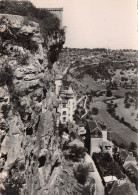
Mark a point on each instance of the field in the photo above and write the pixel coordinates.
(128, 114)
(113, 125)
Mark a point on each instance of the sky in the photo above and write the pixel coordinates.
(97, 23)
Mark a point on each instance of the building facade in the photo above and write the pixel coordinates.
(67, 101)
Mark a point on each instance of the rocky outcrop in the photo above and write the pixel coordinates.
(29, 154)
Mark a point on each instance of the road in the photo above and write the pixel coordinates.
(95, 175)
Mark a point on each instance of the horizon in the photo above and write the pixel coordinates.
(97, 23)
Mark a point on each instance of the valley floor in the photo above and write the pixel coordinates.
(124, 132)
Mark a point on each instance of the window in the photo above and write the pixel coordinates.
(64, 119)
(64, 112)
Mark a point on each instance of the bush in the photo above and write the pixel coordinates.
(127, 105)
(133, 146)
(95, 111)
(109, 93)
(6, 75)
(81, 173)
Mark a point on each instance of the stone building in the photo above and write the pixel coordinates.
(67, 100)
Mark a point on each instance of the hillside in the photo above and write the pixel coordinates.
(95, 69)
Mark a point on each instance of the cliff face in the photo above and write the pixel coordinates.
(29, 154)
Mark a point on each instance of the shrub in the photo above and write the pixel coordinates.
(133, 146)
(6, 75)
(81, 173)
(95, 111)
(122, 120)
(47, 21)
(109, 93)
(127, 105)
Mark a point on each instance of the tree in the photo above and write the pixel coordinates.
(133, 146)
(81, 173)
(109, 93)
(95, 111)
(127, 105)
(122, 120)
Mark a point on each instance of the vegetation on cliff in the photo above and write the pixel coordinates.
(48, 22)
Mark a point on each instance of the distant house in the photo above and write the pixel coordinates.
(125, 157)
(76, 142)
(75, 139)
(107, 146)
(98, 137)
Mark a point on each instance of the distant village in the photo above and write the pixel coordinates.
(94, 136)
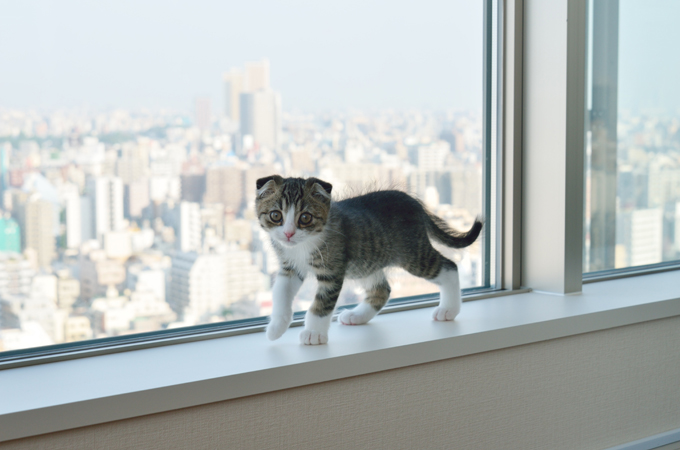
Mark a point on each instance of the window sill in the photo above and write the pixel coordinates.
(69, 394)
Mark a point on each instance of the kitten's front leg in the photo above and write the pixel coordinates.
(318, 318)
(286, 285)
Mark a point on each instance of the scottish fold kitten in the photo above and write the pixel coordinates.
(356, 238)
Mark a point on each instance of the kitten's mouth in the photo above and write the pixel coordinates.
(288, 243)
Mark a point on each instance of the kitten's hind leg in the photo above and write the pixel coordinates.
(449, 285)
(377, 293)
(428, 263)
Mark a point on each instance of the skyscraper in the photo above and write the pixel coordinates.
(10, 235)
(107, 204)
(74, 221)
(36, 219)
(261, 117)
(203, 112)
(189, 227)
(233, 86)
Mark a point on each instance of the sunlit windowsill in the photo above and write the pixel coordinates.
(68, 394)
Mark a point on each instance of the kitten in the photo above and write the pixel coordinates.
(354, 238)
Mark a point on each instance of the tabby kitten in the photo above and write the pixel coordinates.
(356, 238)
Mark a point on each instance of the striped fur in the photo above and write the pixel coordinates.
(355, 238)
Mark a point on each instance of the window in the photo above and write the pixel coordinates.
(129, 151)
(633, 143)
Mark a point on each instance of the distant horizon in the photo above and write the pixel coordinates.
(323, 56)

####################

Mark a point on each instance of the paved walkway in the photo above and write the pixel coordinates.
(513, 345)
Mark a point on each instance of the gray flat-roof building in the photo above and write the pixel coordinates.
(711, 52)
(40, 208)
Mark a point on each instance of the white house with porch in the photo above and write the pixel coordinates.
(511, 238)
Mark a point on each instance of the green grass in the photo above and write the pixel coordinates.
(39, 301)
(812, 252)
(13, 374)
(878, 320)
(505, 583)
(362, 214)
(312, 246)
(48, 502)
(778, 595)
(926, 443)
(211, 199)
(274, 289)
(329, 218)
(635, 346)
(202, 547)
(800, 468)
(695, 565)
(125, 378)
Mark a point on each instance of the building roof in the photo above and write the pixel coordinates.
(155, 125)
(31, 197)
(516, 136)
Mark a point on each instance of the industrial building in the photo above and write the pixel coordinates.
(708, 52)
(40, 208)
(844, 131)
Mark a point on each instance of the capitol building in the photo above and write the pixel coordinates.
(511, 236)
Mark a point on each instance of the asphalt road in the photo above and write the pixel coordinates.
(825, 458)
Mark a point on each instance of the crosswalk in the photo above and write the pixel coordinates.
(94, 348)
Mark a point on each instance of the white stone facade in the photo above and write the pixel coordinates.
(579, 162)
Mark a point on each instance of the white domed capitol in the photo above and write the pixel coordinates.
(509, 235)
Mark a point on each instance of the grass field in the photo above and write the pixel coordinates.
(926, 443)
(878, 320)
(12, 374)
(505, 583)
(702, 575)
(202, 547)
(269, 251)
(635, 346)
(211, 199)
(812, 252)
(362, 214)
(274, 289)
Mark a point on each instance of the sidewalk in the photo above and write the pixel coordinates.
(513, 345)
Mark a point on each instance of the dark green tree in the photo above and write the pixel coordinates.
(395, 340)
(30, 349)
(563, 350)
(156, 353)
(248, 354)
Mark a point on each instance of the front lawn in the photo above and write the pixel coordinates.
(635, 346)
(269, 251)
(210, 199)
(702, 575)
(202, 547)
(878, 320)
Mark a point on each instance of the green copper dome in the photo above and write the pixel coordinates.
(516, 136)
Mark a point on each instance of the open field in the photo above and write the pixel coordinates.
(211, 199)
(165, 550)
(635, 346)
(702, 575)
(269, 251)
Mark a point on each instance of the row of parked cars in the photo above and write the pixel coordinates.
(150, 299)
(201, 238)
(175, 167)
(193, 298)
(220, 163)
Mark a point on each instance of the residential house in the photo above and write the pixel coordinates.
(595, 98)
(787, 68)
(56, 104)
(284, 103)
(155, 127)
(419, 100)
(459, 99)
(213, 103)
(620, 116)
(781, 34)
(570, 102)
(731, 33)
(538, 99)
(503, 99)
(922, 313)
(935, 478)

####################

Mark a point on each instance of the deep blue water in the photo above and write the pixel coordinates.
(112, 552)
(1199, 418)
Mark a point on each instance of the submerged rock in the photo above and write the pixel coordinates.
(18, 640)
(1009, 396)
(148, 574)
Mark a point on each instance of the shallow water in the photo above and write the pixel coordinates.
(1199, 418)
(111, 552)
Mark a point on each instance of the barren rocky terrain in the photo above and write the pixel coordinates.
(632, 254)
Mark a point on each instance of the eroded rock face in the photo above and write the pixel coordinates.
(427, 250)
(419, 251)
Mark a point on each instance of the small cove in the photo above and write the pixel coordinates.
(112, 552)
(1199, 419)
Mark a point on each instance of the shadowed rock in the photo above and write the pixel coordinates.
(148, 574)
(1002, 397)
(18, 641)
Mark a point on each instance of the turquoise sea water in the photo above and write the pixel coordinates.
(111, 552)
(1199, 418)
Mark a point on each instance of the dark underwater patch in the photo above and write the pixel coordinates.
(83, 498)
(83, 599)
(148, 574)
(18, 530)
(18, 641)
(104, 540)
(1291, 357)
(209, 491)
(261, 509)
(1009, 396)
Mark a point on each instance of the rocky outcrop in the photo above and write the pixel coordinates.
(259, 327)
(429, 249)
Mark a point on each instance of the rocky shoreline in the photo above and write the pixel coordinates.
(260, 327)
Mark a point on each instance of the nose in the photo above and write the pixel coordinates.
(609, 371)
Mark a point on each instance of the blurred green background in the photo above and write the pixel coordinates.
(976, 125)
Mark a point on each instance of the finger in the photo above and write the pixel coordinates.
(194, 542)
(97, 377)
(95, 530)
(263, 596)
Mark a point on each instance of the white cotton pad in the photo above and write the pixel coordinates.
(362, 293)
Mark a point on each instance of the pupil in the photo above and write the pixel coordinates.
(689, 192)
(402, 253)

####################

Extract each line of the material above that contains the word "capitol".

» CORRECT ANSWER:
Mark a point on each instance of the capitol building in the photo above and write the pixel coordinates.
Mark a point on each instance of the white domed capitol in the photo above and write the pixel coordinates.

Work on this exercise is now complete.